### To be done
Rewrite the lines from the one with "shoulder is captured. Provide corrected boxes." through the end of the records, requests included, and shift every box coordinate in the answers by subtracting 97. Leave the numbers in the requests and their format samples as they are.

### Extracted information
— start —

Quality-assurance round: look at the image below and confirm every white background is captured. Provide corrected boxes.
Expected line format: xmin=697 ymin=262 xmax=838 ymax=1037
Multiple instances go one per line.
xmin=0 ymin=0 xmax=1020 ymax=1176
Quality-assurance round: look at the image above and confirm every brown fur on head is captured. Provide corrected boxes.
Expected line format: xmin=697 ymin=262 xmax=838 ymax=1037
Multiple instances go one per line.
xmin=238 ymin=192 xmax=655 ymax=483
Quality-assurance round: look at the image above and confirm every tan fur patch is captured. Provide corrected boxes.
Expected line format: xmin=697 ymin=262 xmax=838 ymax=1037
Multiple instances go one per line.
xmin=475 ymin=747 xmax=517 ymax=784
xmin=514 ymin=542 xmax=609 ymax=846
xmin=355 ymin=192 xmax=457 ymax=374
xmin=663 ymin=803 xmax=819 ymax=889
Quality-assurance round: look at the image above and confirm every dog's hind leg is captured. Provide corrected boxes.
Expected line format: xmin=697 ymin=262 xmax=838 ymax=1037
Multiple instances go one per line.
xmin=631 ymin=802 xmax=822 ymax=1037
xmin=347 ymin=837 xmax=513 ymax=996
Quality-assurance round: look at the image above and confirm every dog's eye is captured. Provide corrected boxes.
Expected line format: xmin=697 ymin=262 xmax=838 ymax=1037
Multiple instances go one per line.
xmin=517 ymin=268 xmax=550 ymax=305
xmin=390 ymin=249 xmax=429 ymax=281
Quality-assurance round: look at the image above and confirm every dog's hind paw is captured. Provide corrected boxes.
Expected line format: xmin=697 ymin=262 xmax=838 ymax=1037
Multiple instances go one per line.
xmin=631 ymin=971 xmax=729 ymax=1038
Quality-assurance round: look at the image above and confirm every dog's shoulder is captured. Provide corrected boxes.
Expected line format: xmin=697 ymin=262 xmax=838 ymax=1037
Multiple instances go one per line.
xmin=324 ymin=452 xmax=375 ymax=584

— end —

### Complete answer
Quality-assurance round: look at the image above and confirm every dog's shoulder is captured. Provide corrected boxes.
Expected line format: xmin=697 ymin=262 xmax=838 ymax=1037
Multiple instances go one per line.
xmin=227 ymin=355 xmax=278 ymax=487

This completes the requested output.